* Exercise materials
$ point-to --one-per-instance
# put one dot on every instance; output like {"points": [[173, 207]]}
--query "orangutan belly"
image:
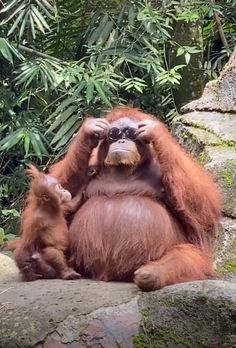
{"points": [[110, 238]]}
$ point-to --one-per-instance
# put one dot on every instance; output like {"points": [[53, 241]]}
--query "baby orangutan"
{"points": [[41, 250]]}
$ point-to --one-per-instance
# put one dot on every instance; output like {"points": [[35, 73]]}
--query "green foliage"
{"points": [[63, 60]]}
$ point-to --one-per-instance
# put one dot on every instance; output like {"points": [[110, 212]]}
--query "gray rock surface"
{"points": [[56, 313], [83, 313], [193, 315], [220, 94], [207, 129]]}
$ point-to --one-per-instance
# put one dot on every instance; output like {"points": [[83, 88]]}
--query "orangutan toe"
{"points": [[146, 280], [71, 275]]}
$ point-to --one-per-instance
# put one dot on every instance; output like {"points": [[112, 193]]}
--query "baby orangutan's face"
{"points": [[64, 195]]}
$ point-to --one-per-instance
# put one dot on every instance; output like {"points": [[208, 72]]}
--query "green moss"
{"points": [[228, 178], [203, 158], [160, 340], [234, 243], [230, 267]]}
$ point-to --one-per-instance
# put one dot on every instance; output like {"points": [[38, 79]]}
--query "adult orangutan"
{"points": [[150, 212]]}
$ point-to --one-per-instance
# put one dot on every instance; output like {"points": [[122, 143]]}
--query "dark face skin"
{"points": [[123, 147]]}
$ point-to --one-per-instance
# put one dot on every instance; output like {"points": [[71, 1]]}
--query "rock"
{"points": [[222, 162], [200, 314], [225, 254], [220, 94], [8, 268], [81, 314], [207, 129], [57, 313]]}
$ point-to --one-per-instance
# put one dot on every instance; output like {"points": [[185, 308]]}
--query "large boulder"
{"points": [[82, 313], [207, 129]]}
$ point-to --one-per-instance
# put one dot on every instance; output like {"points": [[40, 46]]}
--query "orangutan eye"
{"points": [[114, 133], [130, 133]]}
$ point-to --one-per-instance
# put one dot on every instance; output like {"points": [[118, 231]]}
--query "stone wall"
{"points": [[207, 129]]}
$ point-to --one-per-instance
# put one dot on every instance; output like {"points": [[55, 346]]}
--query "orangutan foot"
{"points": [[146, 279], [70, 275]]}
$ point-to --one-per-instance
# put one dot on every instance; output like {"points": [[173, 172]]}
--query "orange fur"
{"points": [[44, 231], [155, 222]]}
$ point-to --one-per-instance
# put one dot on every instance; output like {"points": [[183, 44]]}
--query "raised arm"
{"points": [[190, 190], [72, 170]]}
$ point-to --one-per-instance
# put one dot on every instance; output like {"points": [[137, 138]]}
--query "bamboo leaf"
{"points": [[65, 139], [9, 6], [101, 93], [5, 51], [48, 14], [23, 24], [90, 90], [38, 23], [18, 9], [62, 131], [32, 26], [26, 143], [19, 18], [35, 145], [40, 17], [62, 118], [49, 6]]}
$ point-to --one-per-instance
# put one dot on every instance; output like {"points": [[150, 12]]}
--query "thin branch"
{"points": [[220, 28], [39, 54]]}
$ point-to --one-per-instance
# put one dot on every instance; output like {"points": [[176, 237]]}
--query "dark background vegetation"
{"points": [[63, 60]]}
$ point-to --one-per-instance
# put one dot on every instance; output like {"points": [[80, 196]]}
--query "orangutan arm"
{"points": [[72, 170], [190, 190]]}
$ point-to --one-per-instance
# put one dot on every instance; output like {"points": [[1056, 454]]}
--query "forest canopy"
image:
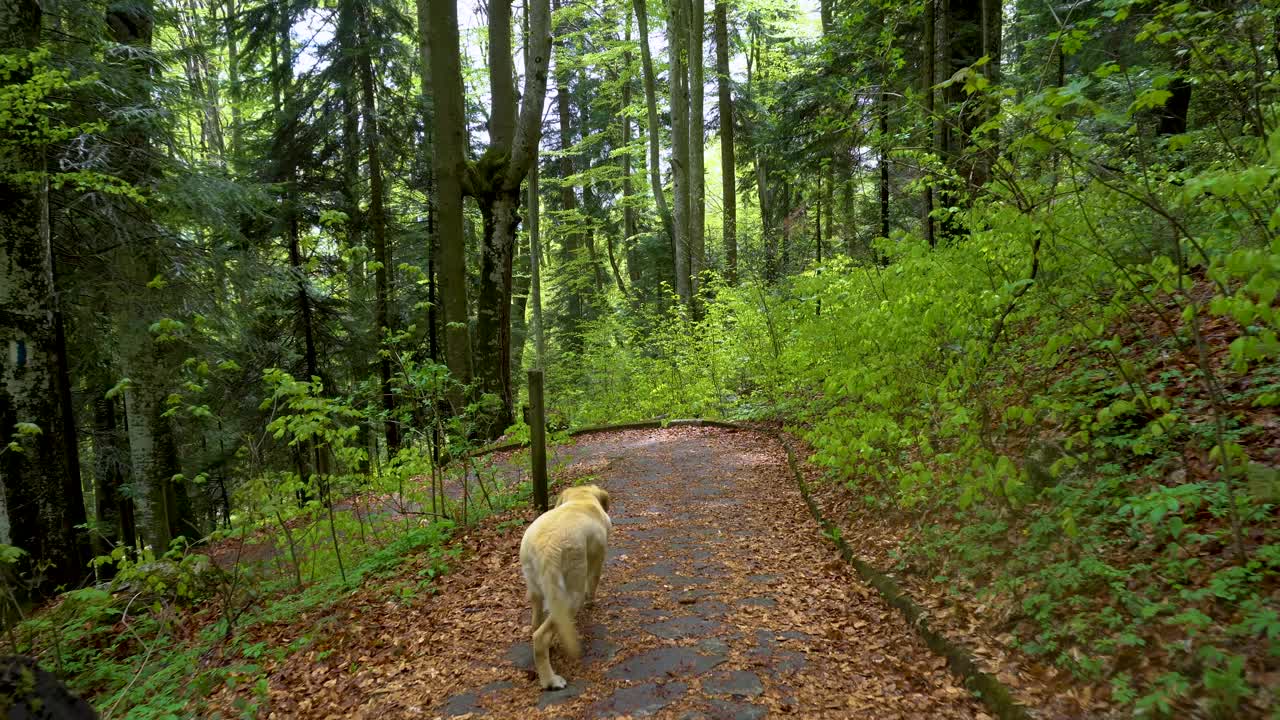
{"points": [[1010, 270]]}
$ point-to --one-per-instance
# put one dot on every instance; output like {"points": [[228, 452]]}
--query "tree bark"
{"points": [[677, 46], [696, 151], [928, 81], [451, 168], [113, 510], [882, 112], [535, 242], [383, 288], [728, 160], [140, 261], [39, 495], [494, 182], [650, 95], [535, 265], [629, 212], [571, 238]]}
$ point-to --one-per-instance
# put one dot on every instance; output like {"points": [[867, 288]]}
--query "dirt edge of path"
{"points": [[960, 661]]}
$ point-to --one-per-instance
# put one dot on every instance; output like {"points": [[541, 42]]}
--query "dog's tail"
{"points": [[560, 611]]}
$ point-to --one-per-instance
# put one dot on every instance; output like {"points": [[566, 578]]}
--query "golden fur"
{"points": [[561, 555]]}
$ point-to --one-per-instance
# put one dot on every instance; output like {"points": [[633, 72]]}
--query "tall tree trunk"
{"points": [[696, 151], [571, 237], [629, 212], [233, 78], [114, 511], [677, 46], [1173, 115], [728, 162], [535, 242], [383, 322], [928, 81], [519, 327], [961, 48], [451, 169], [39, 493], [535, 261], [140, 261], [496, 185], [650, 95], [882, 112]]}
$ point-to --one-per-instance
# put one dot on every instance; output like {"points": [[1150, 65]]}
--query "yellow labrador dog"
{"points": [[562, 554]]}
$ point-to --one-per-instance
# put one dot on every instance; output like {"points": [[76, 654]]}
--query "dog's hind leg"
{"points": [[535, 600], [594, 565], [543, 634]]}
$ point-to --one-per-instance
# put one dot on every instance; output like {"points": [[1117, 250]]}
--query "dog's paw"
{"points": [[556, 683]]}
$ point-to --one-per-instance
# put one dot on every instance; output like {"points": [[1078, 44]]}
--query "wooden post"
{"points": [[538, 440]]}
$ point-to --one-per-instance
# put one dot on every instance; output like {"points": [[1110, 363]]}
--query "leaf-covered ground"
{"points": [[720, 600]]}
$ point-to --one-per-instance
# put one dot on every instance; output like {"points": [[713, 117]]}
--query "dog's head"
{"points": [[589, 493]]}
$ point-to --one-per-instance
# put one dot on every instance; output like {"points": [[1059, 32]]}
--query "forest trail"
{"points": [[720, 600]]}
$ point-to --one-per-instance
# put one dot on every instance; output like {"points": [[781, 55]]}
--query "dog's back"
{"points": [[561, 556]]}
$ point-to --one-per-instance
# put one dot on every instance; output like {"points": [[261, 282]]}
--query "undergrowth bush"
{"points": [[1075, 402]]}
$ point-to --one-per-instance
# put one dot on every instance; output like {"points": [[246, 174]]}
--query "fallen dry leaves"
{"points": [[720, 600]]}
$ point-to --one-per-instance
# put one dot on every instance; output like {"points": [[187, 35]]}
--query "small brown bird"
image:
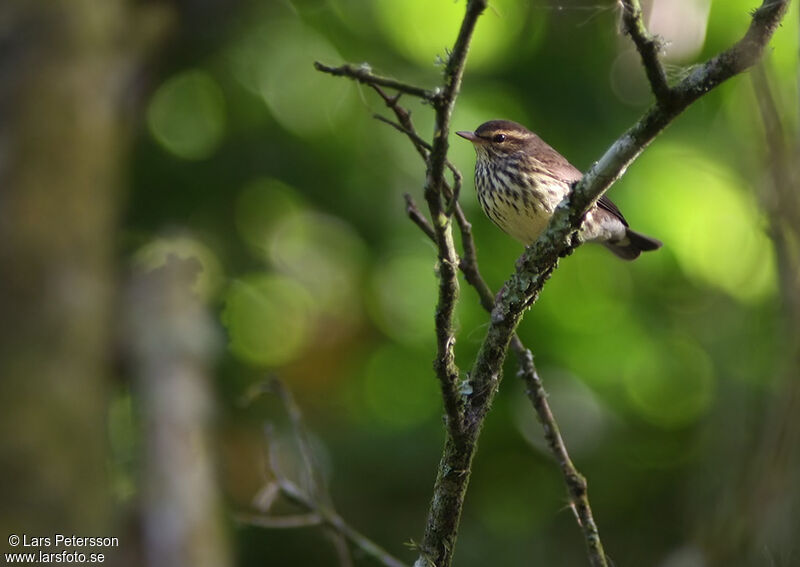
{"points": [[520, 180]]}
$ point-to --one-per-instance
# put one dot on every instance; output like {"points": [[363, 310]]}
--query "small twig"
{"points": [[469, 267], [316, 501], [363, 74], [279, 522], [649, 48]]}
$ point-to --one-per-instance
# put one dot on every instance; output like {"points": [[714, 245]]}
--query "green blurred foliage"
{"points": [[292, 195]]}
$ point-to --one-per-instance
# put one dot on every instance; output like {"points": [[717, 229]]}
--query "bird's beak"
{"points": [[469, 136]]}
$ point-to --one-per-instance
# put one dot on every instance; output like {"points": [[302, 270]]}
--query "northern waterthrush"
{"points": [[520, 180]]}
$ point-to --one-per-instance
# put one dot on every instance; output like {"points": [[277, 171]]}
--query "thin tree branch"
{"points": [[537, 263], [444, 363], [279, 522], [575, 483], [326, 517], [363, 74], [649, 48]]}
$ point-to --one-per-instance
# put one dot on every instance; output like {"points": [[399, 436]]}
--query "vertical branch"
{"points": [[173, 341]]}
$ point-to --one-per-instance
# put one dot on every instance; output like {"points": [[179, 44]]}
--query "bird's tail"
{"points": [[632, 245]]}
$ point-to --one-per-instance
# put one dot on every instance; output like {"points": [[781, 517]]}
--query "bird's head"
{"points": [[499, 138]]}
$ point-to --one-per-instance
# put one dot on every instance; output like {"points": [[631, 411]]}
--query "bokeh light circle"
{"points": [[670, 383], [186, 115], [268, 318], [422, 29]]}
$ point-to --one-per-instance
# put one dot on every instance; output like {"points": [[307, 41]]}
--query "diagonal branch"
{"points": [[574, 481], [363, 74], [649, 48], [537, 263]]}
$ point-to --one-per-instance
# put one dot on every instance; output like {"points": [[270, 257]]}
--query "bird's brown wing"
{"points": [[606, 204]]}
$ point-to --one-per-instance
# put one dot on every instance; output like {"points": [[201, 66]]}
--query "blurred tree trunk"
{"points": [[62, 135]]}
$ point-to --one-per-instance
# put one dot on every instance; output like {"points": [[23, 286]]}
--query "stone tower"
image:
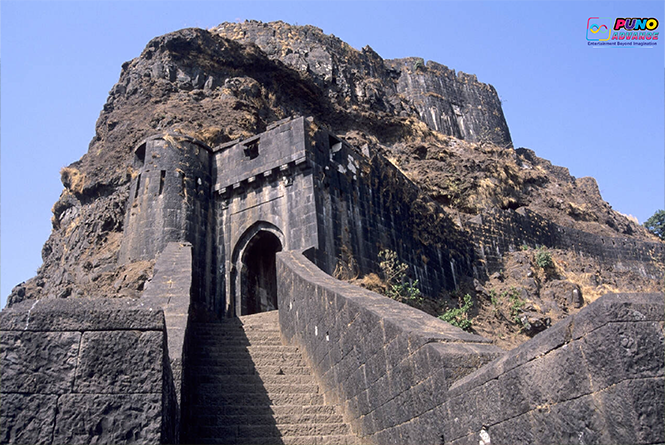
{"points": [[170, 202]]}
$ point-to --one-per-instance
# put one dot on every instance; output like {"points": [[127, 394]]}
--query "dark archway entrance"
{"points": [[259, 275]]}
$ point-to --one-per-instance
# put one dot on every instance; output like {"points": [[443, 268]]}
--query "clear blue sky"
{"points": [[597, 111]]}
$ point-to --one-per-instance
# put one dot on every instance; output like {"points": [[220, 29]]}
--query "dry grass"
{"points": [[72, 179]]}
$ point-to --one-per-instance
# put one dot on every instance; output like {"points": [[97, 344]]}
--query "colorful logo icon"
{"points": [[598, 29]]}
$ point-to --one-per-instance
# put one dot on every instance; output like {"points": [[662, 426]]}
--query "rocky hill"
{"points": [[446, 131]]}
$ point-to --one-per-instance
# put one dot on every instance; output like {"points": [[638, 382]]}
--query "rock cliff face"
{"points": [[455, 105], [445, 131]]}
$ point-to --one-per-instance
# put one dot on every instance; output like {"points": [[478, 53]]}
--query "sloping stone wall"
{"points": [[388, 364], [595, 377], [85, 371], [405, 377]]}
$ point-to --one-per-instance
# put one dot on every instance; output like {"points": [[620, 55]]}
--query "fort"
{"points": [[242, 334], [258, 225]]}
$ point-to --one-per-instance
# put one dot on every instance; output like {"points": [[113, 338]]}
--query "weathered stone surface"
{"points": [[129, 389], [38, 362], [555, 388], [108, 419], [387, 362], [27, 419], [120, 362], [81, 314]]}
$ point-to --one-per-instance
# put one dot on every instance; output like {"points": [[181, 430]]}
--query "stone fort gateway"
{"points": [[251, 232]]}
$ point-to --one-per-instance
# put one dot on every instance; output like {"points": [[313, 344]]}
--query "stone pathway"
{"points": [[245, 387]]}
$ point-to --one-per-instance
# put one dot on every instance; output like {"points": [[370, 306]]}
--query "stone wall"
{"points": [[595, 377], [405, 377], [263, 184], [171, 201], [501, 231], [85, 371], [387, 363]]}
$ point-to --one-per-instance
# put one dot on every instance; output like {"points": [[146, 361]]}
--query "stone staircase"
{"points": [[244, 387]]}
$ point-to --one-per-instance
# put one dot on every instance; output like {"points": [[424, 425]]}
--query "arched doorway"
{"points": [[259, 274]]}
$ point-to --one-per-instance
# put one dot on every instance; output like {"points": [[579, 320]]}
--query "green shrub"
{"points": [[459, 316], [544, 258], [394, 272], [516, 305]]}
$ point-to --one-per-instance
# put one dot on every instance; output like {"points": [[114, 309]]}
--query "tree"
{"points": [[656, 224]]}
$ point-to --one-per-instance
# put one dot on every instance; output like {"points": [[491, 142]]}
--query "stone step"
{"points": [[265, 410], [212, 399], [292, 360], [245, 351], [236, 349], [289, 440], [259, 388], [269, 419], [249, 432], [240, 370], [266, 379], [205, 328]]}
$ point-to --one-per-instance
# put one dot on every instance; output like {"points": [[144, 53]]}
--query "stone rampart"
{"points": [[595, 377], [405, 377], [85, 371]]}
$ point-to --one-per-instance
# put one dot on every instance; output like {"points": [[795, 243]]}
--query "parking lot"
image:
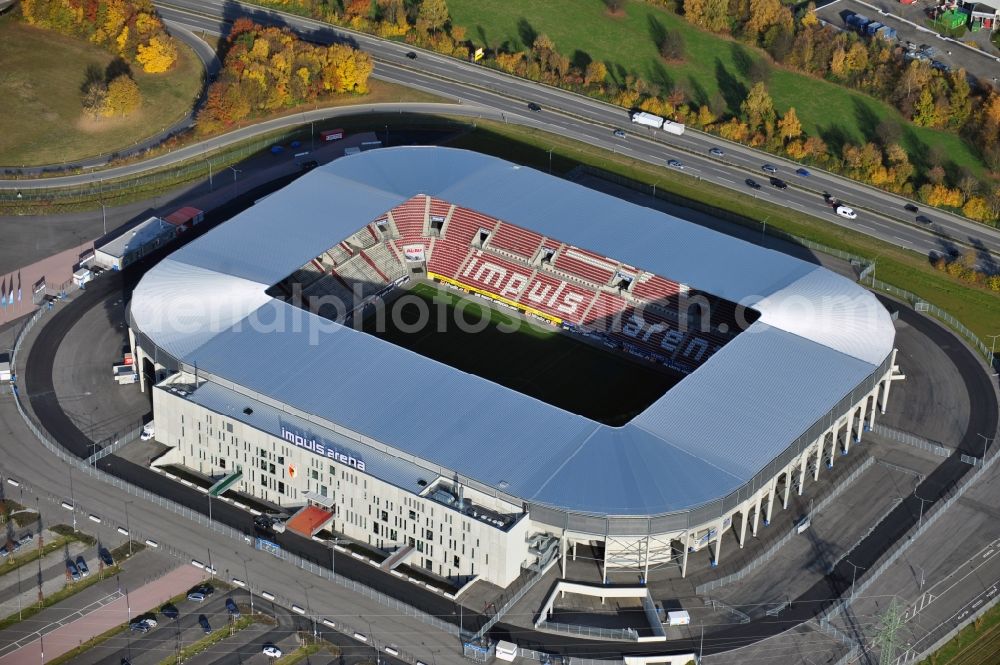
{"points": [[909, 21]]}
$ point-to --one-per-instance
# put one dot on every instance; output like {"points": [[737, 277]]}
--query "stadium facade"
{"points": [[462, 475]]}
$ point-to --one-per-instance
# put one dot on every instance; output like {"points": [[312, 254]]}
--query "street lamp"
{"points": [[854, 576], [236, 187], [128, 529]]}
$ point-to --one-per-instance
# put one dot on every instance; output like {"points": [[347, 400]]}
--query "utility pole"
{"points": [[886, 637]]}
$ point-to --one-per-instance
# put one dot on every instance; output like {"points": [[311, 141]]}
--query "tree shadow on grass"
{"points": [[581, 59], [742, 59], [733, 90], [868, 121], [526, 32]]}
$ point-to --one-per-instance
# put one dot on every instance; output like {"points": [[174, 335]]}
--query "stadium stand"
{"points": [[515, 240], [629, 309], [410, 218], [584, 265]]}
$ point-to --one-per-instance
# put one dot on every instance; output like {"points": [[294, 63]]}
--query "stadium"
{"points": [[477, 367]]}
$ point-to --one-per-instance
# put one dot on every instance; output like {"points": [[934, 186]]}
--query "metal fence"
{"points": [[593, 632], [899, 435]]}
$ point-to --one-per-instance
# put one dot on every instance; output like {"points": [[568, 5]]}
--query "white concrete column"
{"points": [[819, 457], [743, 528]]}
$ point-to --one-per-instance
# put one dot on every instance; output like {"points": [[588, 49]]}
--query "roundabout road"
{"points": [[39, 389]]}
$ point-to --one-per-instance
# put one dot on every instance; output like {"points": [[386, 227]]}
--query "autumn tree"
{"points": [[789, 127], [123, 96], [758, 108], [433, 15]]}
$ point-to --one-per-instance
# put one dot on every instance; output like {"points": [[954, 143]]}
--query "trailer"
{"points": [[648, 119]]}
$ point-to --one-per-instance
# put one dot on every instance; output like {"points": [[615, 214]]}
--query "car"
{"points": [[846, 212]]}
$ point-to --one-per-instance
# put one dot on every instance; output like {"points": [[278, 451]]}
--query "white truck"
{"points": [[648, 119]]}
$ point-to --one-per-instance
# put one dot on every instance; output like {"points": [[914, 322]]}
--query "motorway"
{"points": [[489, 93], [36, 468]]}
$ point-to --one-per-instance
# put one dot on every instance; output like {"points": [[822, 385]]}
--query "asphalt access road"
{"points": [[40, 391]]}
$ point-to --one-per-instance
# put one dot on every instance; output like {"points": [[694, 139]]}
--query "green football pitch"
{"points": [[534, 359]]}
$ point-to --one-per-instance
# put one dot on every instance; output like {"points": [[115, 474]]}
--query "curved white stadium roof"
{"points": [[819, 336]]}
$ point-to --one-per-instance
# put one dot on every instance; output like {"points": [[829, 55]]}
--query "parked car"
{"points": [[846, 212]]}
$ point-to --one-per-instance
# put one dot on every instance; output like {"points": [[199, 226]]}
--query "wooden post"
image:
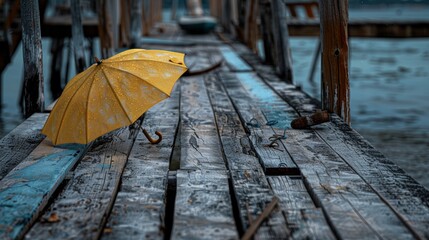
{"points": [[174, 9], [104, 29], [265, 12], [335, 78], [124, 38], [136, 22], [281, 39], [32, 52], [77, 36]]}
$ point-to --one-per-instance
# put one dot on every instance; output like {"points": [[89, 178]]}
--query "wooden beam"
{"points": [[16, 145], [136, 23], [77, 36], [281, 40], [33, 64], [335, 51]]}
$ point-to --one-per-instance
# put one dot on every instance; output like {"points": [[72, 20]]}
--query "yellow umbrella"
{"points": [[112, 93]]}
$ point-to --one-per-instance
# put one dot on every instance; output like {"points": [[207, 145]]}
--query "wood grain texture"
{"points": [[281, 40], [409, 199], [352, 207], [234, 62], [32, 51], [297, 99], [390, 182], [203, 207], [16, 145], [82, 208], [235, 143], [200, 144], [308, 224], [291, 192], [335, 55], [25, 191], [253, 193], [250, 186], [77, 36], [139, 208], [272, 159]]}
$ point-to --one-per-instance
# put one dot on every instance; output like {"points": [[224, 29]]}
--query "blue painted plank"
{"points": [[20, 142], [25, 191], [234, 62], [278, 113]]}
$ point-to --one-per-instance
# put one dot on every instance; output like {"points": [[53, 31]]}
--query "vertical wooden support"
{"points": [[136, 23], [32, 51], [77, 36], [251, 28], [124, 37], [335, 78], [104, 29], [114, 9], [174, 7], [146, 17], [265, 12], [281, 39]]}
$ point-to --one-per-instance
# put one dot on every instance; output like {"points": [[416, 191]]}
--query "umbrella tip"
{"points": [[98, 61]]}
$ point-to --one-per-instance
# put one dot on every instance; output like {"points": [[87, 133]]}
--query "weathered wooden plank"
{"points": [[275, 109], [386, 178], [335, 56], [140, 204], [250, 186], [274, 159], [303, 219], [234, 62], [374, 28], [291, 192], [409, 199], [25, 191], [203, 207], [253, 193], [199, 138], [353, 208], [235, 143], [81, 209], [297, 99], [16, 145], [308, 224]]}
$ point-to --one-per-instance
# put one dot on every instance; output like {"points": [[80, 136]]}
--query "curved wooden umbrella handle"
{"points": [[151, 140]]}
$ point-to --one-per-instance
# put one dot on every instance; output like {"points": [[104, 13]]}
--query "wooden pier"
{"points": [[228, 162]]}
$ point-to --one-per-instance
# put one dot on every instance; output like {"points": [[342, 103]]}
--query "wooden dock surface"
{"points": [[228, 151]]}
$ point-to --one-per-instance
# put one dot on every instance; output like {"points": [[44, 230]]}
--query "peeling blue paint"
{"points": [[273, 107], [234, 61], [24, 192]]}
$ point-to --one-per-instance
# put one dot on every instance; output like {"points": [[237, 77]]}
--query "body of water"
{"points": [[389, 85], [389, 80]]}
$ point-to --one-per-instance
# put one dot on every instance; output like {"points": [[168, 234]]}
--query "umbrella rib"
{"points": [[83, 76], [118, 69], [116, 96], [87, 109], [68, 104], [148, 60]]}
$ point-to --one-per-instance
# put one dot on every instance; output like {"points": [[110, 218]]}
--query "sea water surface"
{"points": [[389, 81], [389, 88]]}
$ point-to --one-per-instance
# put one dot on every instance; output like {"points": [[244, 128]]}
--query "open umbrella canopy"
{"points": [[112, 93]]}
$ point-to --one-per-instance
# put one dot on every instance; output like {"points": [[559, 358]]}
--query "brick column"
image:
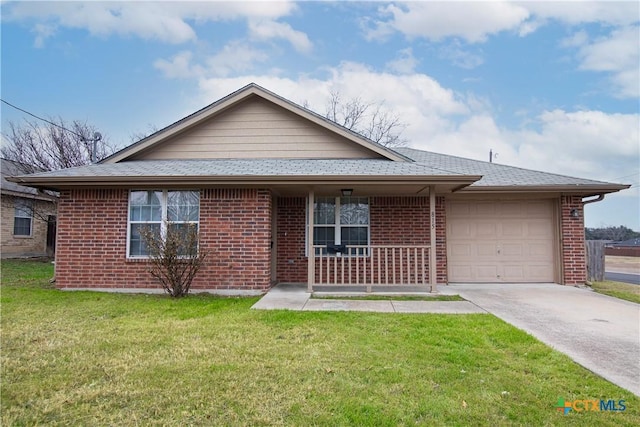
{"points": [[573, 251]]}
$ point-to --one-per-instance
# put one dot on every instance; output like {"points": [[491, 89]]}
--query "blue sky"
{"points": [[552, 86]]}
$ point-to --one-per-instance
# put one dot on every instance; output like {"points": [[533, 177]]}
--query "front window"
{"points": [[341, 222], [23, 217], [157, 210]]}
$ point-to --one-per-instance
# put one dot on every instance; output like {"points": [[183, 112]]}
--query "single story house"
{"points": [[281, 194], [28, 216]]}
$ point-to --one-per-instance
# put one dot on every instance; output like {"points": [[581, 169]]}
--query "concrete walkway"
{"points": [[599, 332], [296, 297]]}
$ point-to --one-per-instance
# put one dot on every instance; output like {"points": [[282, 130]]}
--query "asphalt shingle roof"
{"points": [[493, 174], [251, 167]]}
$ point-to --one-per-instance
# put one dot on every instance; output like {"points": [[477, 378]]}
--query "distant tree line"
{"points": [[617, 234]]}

* Stated problem
Gather every line of the records above that contains the word "roof" and copy each one out in full. Case counts.

* Solution for this problem
--query "curved white stadium roof"
--query "asphalt shingle roof"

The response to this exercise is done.